DESCRIPTION OF THE TASK ▸
Tally how many lines in the data below contain the string "green", with case counting. Reply with the number only.

SUPPLIED ENTRIES ▸
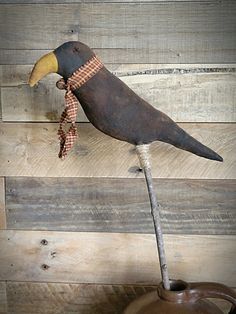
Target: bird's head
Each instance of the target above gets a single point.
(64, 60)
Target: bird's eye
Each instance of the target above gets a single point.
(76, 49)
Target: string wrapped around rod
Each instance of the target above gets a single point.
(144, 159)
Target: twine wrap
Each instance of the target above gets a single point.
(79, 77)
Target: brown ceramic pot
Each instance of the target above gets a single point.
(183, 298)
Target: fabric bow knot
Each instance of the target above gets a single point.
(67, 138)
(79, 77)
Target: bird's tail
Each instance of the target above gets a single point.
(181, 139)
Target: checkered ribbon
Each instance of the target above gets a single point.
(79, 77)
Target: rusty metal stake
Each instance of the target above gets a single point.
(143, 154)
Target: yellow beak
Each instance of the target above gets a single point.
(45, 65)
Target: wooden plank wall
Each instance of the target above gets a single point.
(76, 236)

...

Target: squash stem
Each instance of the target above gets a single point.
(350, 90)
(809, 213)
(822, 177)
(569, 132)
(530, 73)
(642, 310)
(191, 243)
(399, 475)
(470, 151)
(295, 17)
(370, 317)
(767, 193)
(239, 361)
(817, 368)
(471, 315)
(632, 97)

--

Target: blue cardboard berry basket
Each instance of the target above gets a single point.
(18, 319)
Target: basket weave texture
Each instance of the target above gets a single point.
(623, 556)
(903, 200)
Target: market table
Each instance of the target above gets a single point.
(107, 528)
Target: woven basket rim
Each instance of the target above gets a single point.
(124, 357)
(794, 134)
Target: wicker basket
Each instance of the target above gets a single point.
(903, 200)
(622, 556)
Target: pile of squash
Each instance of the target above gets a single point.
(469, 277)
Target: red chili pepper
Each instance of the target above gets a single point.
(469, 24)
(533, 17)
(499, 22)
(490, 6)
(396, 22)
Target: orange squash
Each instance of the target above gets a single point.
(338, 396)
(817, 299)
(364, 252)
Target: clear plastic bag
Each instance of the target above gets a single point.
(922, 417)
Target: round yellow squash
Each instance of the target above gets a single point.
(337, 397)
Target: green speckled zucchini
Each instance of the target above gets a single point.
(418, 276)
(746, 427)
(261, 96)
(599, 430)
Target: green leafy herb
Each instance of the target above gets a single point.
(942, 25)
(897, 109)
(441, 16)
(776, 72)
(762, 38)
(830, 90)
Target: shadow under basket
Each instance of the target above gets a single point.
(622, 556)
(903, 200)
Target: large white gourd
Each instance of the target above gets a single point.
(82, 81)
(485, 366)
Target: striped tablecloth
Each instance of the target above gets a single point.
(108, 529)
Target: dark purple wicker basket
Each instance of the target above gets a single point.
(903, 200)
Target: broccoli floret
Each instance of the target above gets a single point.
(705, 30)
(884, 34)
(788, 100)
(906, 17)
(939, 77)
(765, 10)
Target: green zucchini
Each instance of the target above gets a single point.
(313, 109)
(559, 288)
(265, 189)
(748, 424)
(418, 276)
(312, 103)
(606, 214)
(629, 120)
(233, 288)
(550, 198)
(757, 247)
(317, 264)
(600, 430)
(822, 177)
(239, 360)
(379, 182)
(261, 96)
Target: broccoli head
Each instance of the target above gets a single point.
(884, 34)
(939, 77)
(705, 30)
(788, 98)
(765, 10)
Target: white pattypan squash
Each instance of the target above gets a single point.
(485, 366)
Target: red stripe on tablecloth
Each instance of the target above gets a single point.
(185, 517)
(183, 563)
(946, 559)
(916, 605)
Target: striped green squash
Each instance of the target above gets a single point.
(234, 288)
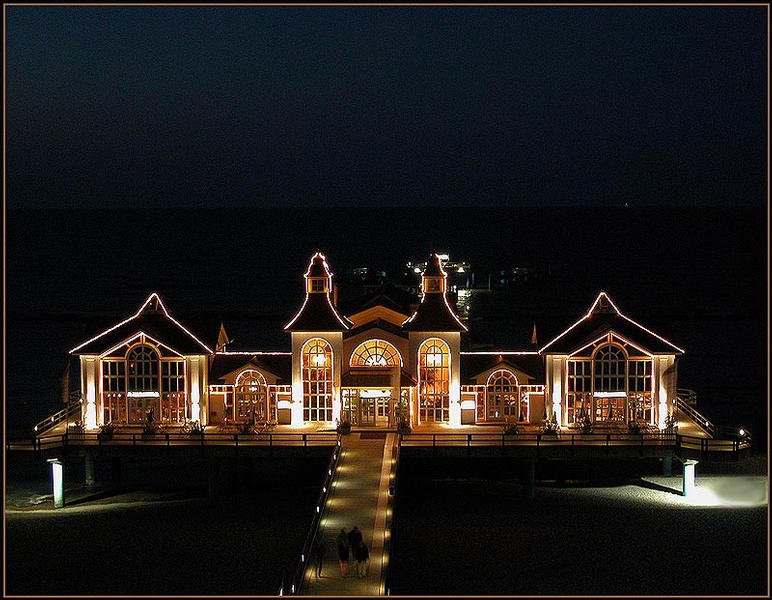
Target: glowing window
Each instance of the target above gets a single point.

FINAL ANSWER ▸
4